● Requirements
Write each line word for word, from the line that contains "mask of: scrollwork ornament" through the last line of the material below.

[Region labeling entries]

** START **

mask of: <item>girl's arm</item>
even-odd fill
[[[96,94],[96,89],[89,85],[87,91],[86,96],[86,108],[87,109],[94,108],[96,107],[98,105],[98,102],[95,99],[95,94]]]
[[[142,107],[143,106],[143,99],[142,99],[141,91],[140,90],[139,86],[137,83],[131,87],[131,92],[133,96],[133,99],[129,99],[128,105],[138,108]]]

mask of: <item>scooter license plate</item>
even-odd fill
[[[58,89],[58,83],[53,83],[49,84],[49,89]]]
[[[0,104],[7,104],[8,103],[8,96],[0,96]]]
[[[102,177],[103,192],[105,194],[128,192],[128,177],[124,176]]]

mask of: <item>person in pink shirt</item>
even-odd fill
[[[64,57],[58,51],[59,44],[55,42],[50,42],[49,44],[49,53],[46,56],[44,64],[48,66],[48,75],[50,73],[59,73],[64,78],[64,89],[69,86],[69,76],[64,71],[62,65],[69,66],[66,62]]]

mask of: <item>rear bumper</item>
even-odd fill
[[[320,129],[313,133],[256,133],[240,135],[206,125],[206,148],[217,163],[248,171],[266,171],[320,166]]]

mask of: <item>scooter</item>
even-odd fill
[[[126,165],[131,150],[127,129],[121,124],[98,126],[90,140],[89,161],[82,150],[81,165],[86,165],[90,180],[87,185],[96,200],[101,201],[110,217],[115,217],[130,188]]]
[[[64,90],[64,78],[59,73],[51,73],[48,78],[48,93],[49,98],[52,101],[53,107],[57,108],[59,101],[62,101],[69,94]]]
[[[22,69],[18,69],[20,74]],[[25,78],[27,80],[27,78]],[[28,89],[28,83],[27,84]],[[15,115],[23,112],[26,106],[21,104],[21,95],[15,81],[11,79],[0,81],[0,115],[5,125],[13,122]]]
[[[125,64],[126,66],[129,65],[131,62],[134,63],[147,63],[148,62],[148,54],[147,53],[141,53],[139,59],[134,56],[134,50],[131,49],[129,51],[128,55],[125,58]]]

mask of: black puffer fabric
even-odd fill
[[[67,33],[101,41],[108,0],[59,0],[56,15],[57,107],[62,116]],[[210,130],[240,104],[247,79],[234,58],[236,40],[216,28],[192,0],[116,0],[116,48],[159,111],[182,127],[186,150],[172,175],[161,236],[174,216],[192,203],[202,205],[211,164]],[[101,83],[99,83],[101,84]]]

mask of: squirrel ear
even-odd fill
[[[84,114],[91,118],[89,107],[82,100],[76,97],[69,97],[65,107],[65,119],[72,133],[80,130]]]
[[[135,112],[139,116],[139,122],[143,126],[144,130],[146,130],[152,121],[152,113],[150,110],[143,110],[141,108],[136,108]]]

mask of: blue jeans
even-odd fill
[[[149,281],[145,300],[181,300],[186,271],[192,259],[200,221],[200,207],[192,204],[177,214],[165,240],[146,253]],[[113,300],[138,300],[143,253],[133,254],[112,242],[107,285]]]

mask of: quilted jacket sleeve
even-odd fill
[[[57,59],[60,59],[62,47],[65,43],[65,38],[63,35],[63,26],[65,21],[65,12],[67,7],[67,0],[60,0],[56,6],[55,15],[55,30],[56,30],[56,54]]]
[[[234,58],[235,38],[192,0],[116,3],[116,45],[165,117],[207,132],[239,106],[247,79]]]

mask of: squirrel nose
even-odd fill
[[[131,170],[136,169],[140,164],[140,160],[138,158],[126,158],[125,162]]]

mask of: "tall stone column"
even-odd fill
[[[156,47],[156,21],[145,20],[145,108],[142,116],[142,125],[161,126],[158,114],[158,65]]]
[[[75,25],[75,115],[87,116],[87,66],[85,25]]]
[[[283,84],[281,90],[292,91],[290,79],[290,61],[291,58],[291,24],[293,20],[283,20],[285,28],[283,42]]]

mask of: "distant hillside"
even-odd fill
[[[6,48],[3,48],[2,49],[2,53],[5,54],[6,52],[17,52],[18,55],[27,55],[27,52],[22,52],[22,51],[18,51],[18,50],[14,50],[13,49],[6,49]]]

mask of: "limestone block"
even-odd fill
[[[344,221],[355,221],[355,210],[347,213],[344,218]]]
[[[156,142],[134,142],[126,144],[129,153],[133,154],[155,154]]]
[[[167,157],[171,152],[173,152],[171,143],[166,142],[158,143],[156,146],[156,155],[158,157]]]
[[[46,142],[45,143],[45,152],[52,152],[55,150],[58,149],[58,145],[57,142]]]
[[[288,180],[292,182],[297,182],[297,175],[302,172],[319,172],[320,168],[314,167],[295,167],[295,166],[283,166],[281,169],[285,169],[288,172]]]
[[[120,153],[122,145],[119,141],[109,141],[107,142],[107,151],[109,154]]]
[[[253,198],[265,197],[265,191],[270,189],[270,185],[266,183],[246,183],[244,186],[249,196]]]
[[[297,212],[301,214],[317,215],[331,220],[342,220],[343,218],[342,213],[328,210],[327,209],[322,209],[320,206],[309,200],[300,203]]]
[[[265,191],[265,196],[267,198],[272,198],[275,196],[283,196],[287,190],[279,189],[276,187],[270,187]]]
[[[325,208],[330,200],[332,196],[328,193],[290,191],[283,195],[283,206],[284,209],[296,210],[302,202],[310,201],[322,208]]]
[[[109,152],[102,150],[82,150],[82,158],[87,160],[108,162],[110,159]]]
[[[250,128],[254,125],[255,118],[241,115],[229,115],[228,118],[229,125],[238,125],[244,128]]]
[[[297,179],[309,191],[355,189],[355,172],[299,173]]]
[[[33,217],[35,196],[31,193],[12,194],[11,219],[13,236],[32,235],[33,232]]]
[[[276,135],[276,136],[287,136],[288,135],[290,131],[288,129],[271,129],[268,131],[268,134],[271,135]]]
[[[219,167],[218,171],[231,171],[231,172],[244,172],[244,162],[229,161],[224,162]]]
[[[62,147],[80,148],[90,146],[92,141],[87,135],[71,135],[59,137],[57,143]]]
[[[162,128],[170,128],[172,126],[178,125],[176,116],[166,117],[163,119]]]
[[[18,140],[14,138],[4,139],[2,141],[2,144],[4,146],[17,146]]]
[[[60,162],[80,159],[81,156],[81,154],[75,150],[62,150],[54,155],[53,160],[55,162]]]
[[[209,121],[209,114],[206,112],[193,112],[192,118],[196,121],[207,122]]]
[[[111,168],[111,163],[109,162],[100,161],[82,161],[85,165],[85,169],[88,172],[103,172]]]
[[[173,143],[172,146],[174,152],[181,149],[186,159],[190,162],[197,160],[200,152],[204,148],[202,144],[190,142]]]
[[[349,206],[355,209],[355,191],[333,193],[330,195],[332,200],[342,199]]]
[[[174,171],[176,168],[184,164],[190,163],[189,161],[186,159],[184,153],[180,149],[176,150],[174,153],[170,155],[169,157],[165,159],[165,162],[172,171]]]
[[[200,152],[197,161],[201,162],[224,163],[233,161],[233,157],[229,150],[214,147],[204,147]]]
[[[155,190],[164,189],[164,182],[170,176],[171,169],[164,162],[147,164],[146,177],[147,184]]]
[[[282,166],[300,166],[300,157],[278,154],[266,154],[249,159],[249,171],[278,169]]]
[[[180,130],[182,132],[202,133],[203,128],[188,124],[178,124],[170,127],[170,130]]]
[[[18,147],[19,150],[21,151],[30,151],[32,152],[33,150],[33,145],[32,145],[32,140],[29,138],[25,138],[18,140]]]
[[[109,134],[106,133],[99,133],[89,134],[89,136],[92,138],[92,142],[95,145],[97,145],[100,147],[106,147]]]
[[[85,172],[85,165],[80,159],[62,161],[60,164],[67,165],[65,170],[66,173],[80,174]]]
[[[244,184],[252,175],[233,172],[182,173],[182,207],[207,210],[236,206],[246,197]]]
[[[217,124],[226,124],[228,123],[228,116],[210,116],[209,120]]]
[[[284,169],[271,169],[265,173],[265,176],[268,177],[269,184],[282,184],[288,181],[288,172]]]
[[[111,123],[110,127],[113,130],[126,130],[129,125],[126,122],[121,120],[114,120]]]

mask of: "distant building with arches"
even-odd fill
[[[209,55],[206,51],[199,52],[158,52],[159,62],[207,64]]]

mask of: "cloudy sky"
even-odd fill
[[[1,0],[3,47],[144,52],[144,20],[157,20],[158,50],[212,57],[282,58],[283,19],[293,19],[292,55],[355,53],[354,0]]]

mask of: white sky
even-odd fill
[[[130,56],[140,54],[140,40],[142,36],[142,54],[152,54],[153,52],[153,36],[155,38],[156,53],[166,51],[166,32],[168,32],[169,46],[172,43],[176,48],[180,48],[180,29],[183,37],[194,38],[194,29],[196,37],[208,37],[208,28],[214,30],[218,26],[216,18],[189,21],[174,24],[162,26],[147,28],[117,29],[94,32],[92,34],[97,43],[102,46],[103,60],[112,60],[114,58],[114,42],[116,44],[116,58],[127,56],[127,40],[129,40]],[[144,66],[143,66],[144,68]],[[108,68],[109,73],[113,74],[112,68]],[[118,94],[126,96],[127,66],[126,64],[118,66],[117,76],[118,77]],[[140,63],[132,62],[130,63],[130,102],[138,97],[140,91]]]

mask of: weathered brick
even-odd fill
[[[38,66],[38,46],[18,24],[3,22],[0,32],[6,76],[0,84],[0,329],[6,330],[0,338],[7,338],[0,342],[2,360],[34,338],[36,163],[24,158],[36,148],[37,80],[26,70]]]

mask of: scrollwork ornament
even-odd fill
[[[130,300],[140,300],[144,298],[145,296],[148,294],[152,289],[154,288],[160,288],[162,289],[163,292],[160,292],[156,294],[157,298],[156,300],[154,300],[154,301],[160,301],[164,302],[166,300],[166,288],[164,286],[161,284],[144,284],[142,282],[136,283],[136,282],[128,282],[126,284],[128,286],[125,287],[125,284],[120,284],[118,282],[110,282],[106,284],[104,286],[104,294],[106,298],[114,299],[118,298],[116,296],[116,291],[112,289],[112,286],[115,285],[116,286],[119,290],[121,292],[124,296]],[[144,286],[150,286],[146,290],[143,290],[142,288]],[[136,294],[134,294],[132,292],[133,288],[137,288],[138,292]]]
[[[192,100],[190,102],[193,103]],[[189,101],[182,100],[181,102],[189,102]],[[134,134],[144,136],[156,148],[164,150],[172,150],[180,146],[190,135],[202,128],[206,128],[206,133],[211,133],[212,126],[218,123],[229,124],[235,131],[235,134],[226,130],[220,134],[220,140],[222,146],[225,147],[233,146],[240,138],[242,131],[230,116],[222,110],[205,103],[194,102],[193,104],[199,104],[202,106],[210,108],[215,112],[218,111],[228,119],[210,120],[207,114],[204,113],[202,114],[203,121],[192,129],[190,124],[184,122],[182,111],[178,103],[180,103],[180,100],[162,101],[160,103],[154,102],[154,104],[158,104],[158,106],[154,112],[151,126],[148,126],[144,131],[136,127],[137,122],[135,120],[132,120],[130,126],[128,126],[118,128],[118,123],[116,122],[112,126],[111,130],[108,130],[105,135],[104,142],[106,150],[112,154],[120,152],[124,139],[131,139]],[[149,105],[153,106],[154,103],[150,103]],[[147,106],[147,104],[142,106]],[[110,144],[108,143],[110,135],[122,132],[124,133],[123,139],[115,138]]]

** END **

● Written response
mask of: scrollwork ornament
even-odd fill
[[[130,300],[140,300],[144,298],[145,296],[148,294],[152,289],[154,288],[160,288],[162,289],[163,292],[160,292],[156,294],[157,298],[156,300],[154,300],[154,301],[160,301],[164,302],[166,300],[166,288],[164,286],[161,284],[144,284],[142,282],[136,283],[136,282],[128,282],[126,284],[128,286],[125,287],[125,284],[120,284],[118,282],[110,282],[106,284],[104,286],[104,294],[106,298],[114,299],[118,298],[116,296],[116,291],[112,289],[112,286],[115,285],[116,286],[119,290],[121,292],[124,296]],[[144,286],[150,286],[146,290],[143,290],[142,288]],[[136,294],[134,294],[132,292],[133,288],[137,288],[138,292]]]
[[[192,100],[190,102],[193,103]],[[189,101],[182,100],[181,102],[189,102]],[[134,134],[144,136],[156,148],[164,150],[172,150],[180,146],[190,135],[202,128],[206,128],[206,133],[211,133],[212,126],[218,123],[229,124],[235,131],[235,134],[226,130],[220,134],[220,140],[222,146],[225,147],[233,146],[240,138],[242,131],[230,116],[222,110],[205,103],[194,102],[193,104],[199,104],[202,106],[210,108],[215,112],[218,111],[228,119],[210,120],[207,114],[204,113],[202,114],[203,121],[192,129],[190,124],[184,122],[182,111],[178,103],[180,103],[180,100],[162,101],[160,103],[154,102],[154,104],[158,104],[158,106],[154,112],[151,126],[148,126],[144,131],[136,127],[137,122],[135,120],[132,120],[130,126],[128,126],[118,128],[118,123],[116,122],[112,126],[111,130],[108,130],[105,135],[104,142],[106,150],[112,154],[120,152],[124,139],[131,139]],[[149,105],[153,106],[154,103],[150,103]],[[147,106],[147,104],[142,106]],[[110,144],[108,143],[110,135],[122,132],[124,133],[123,139],[115,138]]]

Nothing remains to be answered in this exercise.